[begin Stored rows]

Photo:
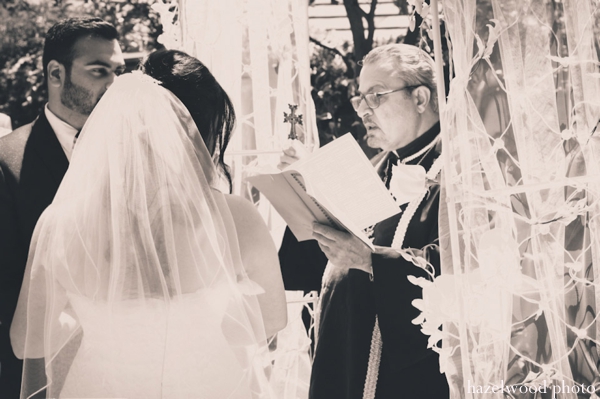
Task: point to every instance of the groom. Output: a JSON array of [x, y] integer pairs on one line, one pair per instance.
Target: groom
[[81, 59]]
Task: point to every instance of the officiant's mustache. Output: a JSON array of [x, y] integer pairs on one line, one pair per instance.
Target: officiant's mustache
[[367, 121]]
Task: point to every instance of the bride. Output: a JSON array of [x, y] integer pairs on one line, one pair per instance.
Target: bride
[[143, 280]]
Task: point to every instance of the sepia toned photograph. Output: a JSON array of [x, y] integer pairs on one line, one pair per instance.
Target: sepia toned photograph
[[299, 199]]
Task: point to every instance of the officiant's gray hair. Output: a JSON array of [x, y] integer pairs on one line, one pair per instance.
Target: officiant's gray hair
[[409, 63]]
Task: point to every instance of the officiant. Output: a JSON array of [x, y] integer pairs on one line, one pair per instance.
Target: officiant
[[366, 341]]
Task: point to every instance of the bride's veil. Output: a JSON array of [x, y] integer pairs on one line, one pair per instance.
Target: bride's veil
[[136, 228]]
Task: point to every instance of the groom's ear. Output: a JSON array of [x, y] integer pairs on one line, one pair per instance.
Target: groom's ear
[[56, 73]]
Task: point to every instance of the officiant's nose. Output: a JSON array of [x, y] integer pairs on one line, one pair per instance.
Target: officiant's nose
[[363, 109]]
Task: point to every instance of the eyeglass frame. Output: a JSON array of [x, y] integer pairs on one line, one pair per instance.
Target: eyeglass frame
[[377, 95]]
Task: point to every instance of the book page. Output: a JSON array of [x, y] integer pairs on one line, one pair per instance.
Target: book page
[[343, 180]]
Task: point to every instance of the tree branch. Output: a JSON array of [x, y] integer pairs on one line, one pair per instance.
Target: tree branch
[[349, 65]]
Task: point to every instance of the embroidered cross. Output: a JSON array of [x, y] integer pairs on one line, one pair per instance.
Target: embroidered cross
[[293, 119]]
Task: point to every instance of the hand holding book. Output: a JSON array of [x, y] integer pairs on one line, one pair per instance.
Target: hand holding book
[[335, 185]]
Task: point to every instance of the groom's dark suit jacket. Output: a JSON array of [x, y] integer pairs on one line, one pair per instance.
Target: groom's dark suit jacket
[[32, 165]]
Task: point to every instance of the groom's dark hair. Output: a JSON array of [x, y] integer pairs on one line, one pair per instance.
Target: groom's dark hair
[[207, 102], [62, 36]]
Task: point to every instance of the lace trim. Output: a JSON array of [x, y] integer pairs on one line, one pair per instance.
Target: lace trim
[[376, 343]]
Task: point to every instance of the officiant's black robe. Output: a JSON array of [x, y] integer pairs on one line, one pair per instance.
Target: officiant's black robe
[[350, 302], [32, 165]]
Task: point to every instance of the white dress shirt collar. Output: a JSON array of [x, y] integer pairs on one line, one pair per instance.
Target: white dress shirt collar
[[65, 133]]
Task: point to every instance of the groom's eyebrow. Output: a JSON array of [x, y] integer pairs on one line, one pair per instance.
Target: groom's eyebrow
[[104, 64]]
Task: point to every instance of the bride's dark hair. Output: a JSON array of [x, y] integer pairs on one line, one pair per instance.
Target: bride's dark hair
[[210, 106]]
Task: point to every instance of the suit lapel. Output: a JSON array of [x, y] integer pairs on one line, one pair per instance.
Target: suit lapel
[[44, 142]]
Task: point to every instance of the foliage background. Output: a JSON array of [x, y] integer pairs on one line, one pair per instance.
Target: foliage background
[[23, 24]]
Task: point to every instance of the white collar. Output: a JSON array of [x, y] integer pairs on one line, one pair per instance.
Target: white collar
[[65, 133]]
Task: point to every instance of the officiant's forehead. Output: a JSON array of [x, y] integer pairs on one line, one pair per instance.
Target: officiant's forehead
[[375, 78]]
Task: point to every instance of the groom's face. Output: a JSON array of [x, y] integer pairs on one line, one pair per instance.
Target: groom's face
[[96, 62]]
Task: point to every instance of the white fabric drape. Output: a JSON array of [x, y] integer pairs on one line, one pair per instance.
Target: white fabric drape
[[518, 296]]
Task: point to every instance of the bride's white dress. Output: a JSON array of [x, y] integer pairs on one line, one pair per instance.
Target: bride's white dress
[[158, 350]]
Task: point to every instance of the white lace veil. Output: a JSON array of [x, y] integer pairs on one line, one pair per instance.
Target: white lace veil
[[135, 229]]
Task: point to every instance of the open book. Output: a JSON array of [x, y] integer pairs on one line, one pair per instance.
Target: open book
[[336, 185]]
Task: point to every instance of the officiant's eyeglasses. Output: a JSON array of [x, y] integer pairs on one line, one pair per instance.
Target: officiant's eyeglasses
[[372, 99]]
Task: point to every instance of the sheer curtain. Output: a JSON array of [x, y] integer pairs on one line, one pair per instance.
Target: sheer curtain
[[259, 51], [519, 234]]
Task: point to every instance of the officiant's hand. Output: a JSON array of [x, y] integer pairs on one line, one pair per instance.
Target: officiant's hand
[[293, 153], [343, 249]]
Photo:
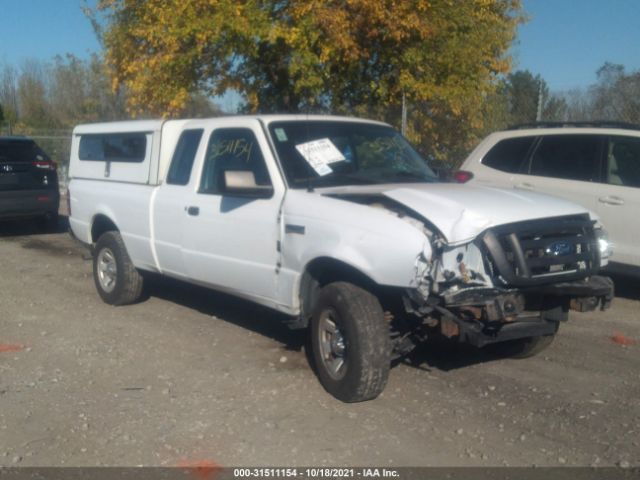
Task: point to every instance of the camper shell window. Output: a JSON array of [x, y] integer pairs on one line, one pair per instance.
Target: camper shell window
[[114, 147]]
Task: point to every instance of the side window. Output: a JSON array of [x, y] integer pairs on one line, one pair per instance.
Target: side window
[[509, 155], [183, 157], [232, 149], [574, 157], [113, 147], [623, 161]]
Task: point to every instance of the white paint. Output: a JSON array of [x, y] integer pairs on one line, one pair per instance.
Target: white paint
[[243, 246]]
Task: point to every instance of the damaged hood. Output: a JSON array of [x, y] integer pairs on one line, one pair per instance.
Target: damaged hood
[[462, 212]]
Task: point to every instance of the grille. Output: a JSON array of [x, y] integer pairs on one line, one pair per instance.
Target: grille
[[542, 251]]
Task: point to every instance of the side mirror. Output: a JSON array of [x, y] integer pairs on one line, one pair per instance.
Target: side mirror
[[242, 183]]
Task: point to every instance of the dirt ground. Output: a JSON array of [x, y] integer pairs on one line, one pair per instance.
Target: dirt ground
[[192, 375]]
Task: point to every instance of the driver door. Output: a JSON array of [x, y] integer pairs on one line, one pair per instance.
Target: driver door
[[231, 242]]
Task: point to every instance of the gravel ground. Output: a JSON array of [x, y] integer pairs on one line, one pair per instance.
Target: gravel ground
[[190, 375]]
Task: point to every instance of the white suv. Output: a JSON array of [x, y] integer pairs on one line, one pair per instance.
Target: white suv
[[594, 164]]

[end Stored rows]

__Task statement__.
Reproduce all of the records above, swapping each "Target:" for "Label:" and leaving everything else as it is. Omit the pictures from your output.

__Output__.
Photo:
Task: point to every instance of the groom. Output: a JSON array of [x, y] integer pairs on one line, one pair per instance.
Label: groom
[[81, 59]]
Task: point to every instance of the officiant's mustache. Output: a JSON array of [x, y] integer pairs on one line, one pair per instance.
Label: officiant's mustache
[[367, 121]]
Task: point to every instance of the bride. Output: a JSON array of [x, y] integer pairs on one line, one pair per instance.
Label: bride
[[143, 280]]
Task: point to every instance of the sepia toned photograph. Output: a JSON array of [x, y] integer pairs on one line, one pair per instance.
Label: sepia toned photograph
[[299, 199]]
Task: point to every instance of the officiant's gray hair. Output: a JSON array of [x, y] integer pairs on one line, one pair per instance.
Label: officiant's gray hair
[[409, 63]]
Task: point to every instance of the officiant. Output: a JSON array of [x, y] integer pairs on one line, one pair per instance.
Label: officiant
[[366, 341]]
Task: point to every instance of the bride's veil. Output: a JSON array of [x, y] integer pairs on one line, one pair per instance.
Label: bride's veil
[[136, 228]]
Task: point to every instance of the groom's ear. Output: a JSON array of [x, y] integer pairs on one line, one pair per instance.
Label: groom's ear
[[56, 73]]
Task: point to every instance of the officiant's nose. Output: a JSON array of [x, y] integer pairs on one line, one pair per instance.
Label: officiant's nose
[[363, 109]]
Task: point to every instance of the eyeglass frame. Output: a JSON array of [x, y] integer pairs on one line, one pair per instance.
Label: eyeglass frame
[[377, 95]]
Task: point to every instance of the book page. Output: a JSON array of [x, y] integer pairs on one line, one pair per instance.
Label: book page
[[343, 180]]
Task: point to every instance of the tree branch. Output: a JSON array of [x, y] integer pairs on one line, one pair per instance.
Label: tree branch
[[349, 65]]
Task: point to every instance of the embroidered cross. Output: a JSON array of [x, y] integer pairs on one line, one pair per instance.
Label: embroidered cross
[[293, 119]]
Task: point to every instance of the hand holding book. Output: a JSON array of [x, y] integer pairs on one line, one pair per instance.
Label: hand holding book
[[335, 185]]
Task: point to every instance of the groom's dark suit jacket. Output: a JSON array of [x, y] integer pairs on one line, one pair per instance.
Label: groom's dark suit jacket
[[32, 165]]
Task: point to every instance of the groom's dark hair. Output: a JSON array of [x, y] integer pairs on one line, one pair per instance.
Label: groom's dark hair
[[207, 102], [62, 36]]
Task: point to every instance of the lace trim. Output: a JSON array of [x, y] integer pairs on one line, one pair per instance.
Label: lace trim
[[376, 343]]
Task: point to every instance of the officiant's black robe. Output: a JSON array of [x, y] integer pairs on one line, one pair per instance.
Label: officiant's black robe
[[350, 302], [32, 165]]
Task: point to every instance of the white dress shirt collar. Output: a JSON array of [x, y] integer pairs on one line, one pair per instance.
Label: white dress shirt collar
[[65, 133]]
Task: point to every instance of the groom's eyebrow. Output: a JSON array of [x, y] integer pairs on one line, one pair per instance.
Label: groom's eyebrow
[[104, 64]]
Task: point to every instance of the bride's dark hair. Output: a JSON array of [x, y] integer pairs on one line, one pair per instance.
Label: bride's dark hair
[[210, 106]]
Task: point to every instance of the suit lapel. Output: a JSON array of [x, y] integer pairs on one line, one pair per instance.
Label: suit lapel
[[44, 142]]
Task: point to every instance of the foliage background. Output: a JSON array of [x, y] integer pairs on one line, one pair per instance.
Label: foliage background
[[23, 24]]
Task: point to every instance of the white collar. Output: a JSON array of [x, y] integer pairs on one line, one pair per instance.
Label: white collar
[[65, 133]]
Task: point to every instance of the officiant's forehead. Output: a JSON array of [x, y] integer pairs on one line, one pair per instance.
Label: officiant's forehead
[[375, 78]]
Task: point to every instance of the groom's face. Output: a JSON array of [x, y] integer pairs on one line, one pair per instance.
Label: groom's face
[[96, 62]]
Task: point to every instance of the white fabric drape. Output: a JSON array of [x, y] integer pairs on one line, one pair per instance.
Label: white fabric drape
[[518, 296]]
Task: point to every instance of the bride's white dress. Output: a JSON array of [x, y] integer pairs on one line, one pair per instance.
Label: bride's white dress
[[158, 350]]
Task: point to every instance of the white lace veil. Output: a JSON array of [x, y] integer pairs on one line, one pair per instance.
Label: white lace veil
[[135, 229]]
Task: point to every instance of the open book. Output: a JSON array of [x, y] integer pairs on one line, one pair per instance.
Label: open book
[[336, 185]]
Task: point to every instance of the officiant's eyeglasses. Output: a JSON array of [x, y] integer pairs on one line, one pair per instance.
Label: officiant's eyeglasses
[[372, 99]]
Task: point to every instance of the sheer curtain. Output: a JSON array of [x, y] integer pairs on one line, one pair per instance.
Label: sheer curtain
[[259, 51], [519, 234]]
Task: point to every instance of the officiant's hand. Output: a JSON array of [x, y] integer pairs on one line, one pair per instance.
Label: officiant's hand
[[293, 153], [343, 249]]
Photo:
Task: point to every instance of the camper shell window. Output: a JSON array of [x, y] integer pairs on one line, one pair per instance.
Label: camper shell window
[[114, 147]]
Task: point to every instance of the side window. Output: a JSON array of [x, y] integer pairs on one line, one pair per instance.
Label: side window
[[509, 155], [183, 157], [232, 149], [574, 157], [113, 147], [623, 161]]
Task: point to every instance of the white paint. Output: a JSON array of [x, y] integer pairs on one line, one pair per instance.
Label: white paint
[[243, 246]]
Task: point to every instance of the damaged hood. Output: a JSON array of [x, y] integer pairs on one line, one pair per instance.
Label: damaged hood
[[462, 212]]
Task: point to every instance of the grille. Output: a JSON array of [x, y] integer pairs on one line, one pair per instance.
Label: grille
[[542, 251]]
Task: point to every instance of the side mirror. Output: a JSON array of [x, y] integer pairs on one line, one pair per instance.
Label: side mirror
[[242, 183]]
Task: point to every instance of the dirt ground. Output: a JSON array of [x, y] integer pairs on one line, one pair per instance.
Label: dirt ground
[[192, 375]]
Task: point to every instance of the driver door. Output: a JSON array of [x, y] integer pairs on one line, one pair per instance.
Label: driver door
[[231, 242]]
Task: point to every instance of the gravel ground. Output: a JSON array of [x, y] integer pairs on one line, one pair per instance.
Label: gravel ground
[[190, 375]]
Task: point to every instance of the white suv. Output: a JSON array of [x, y] integer pairs on one line, one pair per instance.
Label: white suv
[[594, 164]]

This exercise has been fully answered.